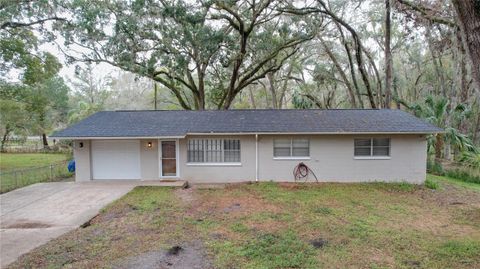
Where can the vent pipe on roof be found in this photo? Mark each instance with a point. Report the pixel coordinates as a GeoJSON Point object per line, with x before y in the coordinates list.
{"type": "Point", "coordinates": [256, 157]}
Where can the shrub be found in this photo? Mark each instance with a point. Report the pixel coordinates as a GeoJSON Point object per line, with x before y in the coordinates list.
{"type": "Point", "coordinates": [431, 184]}
{"type": "Point", "coordinates": [437, 169]}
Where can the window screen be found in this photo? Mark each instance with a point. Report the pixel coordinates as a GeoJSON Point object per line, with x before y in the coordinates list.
{"type": "Point", "coordinates": [372, 147]}
{"type": "Point", "coordinates": [291, 148]}
{"type": "Point", "coordinates": [213, 150]}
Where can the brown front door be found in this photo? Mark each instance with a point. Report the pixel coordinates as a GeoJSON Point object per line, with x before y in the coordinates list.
{"type": "Point", "coordinates": [169, 159]}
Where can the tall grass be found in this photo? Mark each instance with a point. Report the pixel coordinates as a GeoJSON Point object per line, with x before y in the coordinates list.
{"type": "Point", "coordinates": [22, 177]}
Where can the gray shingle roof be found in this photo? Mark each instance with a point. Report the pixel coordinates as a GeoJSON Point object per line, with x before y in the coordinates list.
{"type": "Point", "coordinates": [180, 122]}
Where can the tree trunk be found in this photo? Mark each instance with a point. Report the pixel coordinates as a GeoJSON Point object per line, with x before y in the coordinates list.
{"type": "Point", "coordinates": [468, 13]}
{"type": "Point", "coordinates": [388, 57]}
{"type": "Point", "coordinates": [45, 141]}
{"type": "Point", "coordinates": [352, 67]}
{"type": "Point", "coordinates": [4, 139]}
{"type": "Point", "coordinates": [351, 93]}
{"type": "Point", "coordinates": [438, 147]}
{"type": "Point", "coordinates": [271, 87]}
{"type": "Point", "coordinates": [252, 98]}
{"type": "Point", "coordinates": [155, 96]}
{"type": "Point", "coordinates": [438, 69]}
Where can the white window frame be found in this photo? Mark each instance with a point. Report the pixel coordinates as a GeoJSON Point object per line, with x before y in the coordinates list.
{"type": "Point", "coordinates": [177, 156]}
{"type": "Point", "coordinates": [291, 151]}
{"type": "Point", "coordinates": [204, 163]}
{"type": "Point", "coordinates": [373, 157]}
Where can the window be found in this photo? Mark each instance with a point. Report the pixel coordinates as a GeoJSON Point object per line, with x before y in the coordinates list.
{"type": "Point", "coordinates": [291, 148]}
{"type": "Point", "coordinates": [213, 151]}
{"type": "Point", "coordinates": [372, 147]}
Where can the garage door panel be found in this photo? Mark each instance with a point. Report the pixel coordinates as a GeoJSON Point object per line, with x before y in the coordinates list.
{"type": "Point", "coordinates": [116, 159]}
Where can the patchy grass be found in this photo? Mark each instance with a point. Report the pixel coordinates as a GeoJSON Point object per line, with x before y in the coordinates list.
{"type": "Point", "coordinates": [445, 179]}
{"type": "Point", "coordinates": [22, 169]}
{"type": "Point", "coordinates": [14, 161]}
{"type": "Point", "coordinates": [431, 184]}
{"type": "Point", "coordinates": [271, 225]}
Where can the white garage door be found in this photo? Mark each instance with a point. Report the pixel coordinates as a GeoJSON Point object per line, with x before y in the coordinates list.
{"type": "Point", "coordinates": [116, 159]}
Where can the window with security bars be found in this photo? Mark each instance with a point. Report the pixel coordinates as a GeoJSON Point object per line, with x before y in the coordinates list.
{"type": "Point", "coordinates": [291, 148]}
{"type": "Point", "coordinates": [213, 151]}
{"type": "Point", "coordinates": [372, 147]}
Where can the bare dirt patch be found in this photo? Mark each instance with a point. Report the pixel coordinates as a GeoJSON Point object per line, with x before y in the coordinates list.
{"type": "Point", "coordinates": [190, 255]}
{"type": "Point", "coordinates": [27, 225]}
{"type": "Point", "coordinates": [186, 195]}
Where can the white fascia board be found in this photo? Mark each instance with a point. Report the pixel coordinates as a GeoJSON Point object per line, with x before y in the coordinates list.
{"type": "Point", "coordinates": [115, 138]}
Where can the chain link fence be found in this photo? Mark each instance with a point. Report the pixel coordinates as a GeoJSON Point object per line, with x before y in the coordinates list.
{"type": "Point", "coordinates": [19, 178]}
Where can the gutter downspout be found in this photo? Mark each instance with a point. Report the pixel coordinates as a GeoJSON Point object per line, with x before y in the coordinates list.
{"type": "Point", "coordinates": [256, 157]}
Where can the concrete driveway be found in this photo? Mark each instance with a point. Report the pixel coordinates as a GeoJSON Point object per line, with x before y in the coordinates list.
{"type": "Point", "coordinates": [33, 215]}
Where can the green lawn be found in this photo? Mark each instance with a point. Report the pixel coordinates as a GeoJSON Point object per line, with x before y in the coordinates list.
{"type": "Point", "coordinates": [22, 169]}
{"type": "Point", "coordinates": [14, 161]}
{"type": "Point", "coordinates": [271, 225]}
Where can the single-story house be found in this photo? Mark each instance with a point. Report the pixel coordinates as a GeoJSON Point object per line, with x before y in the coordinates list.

•••••

Return verbatim each line from the one that mentions "Where can the green" to the end of the entries, inclusive.

Where can the green lawn be found in this photo? Mark each instance with a point. Report the pixel coordinates as a GeoJSON Point object per line, with x before y in the coordinates list.
{"type": "Point", "coordinates": [22, 169]}
{"type": "Point", "coordinates": [14, 161]}
{"type": "Point", "coordinates": [271, 225]}
Where can the single-story house be found in this photo? Mark each instance with a point. Report the pixel coordinates as a GeoJSON Point object per line, with x before y in the coordinates list.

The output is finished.